爬蟲進階

阿新 • • 發佈：2019-04-20

解決 gif 現在目錄可執行 enter oca mozilla lec

利用多線程爬取數據
爬取動態數據
- selenium快速入門與基本操作
  - 關閉頁面
  - 定位元素
  - 操作表單元素
  - 行為鏈
  - Cookie操作
- 頁面等待
  - 隱式等待
  - 顯示等待
- 切換頁面
- 設置IP代理
圖像驗證碼識別技術和tesseract
- tesseract安裝與配置
  - 設置系統變量
  - 在cmd中使用
  - python代碼中實現

利用多線程爬取數據

import threading
import requests
from lxml import etree
from urllib import request
import os
import re
from queue import Queue

class HtmlSprider(threading.Thread):
    headers = {
        'User-Agent': 'Mozilla/5.0 (Windows NT 10.0; Win64; x64) AppleWebKit/537.36 (KHTML, like Gecko) Chrome/62.0.3202.94 Safari/537.36'
    }
    def __init__(self,page_queue,img_queue,*args,**kwargs):
        super(HtmlSprider, self).__init__(*args,**kwargs)
        self.page_queue = page_queue
        self.img_queue = img_queue


    def run(self):
        while True:
            if self.page_queue.empty():
                break
            url = self.page_queue.get()

任務要求 1
把上面這段節選從頭到尾重打一遍，一個字都不要改。

待處理資料
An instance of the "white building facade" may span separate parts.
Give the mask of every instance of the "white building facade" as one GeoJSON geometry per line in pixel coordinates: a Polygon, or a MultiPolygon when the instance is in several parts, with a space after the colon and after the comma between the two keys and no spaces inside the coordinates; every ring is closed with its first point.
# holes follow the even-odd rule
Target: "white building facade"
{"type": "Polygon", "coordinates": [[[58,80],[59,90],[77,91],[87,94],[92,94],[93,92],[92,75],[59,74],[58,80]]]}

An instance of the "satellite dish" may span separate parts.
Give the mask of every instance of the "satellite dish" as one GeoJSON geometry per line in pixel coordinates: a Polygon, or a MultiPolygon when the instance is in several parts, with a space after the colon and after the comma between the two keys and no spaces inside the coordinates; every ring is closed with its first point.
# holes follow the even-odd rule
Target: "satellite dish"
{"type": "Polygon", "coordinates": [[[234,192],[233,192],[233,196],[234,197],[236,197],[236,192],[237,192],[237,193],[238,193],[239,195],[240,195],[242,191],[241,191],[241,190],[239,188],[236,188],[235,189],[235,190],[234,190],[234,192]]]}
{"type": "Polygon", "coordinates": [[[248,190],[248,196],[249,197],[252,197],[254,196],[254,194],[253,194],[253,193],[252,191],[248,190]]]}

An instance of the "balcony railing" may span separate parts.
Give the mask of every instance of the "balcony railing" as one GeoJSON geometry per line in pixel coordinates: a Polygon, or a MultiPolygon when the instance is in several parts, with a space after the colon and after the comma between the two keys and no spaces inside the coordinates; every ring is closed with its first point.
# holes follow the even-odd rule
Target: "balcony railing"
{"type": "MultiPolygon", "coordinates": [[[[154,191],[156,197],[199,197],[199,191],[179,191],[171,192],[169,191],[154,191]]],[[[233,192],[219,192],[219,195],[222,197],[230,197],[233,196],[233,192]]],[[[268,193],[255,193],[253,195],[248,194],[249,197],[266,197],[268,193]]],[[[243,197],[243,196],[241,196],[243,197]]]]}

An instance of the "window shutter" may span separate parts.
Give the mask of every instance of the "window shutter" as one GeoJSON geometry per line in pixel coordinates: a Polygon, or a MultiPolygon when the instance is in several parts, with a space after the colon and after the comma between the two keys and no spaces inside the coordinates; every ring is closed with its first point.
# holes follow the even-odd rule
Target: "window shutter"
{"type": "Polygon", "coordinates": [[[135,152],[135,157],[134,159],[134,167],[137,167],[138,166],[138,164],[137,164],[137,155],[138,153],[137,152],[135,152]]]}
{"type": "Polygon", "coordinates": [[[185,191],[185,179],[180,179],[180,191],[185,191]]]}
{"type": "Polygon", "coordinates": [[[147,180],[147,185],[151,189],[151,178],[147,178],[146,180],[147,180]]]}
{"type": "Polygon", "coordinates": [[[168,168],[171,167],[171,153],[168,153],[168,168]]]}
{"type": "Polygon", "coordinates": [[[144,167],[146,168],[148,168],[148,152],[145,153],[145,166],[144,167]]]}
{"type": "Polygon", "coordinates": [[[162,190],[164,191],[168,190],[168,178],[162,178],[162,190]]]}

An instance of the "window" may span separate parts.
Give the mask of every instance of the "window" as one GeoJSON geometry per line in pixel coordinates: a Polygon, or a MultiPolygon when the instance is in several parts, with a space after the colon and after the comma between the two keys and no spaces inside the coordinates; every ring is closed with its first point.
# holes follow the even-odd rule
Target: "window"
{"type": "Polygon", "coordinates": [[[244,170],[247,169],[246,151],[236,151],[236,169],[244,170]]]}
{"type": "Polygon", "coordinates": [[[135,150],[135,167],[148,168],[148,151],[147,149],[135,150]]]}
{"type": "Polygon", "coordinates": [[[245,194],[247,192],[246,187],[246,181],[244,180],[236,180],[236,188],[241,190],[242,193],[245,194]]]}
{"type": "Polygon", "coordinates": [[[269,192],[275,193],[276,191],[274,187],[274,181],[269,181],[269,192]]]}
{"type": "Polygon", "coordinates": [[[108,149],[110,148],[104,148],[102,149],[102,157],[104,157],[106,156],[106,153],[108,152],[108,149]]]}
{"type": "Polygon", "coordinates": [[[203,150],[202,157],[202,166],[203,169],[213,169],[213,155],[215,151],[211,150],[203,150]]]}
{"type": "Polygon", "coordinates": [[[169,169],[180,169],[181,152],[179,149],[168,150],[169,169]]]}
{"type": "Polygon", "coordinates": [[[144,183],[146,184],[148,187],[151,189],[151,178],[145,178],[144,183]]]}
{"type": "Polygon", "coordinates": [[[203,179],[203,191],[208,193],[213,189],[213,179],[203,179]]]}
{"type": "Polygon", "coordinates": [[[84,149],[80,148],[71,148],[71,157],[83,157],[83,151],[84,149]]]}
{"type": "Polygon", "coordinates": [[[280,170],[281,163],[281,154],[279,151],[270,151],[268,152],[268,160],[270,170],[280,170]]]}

任務要求 2
上面的資料裡，凡是含有「Target」這個詞的行，全部照原樣抄出來。

完整回答 1
爬蟲進階

阿新 • • 發佈：2019-04-20

解決 gif 現在目錄可執行 enter oca mozilla lec

利用多線程爬取數據
爬取動態數據
- selenium快速入門與基本操作
  - 關閉頁面
  - 定位元素
  - 操作表單元素
  - 行為鏈
  - Cookie操作
- 頁面等待
  - 隱式等待
  - 顯示等待
- 切換頁面
- 設置IP代理
圖像驗證碼識別技術和tesseract
- tesseract安裝與配置
  - 設置系統變量
  - 在cmd中使用
  - python代碼中實現

利用多線程爬取數據

import threading
import requests
from lxml import etree
from urllib import request
import os
import re
from queue import Queue

class HtmlSprider(threading.Thread):
    headers = {
        'User-Agent': 'Mozilla/5.0 (Windows NT 10.0; Win64; x64) AppleWebKit/537.36 (KHTML, like Gecko) Chrome/62.0.3202.94 Safari/537.36'
    }
    def __init__(self,page_queue,img_queue,*args,**kwargs):
        super(HtmlSprider, self).__init__(*args,**kwargs)
        self.page_queue = page_queue
        self.img_queue = img_queue


    def run(self):
        while True:
            if self.page_queue.empty():
                break
            url = self.page_queue.get()

完整回答 2
Target: "white building facade"
Target: "satellite dish"
Target: "balcony railing"
Target: "window shutter"
Target: "window"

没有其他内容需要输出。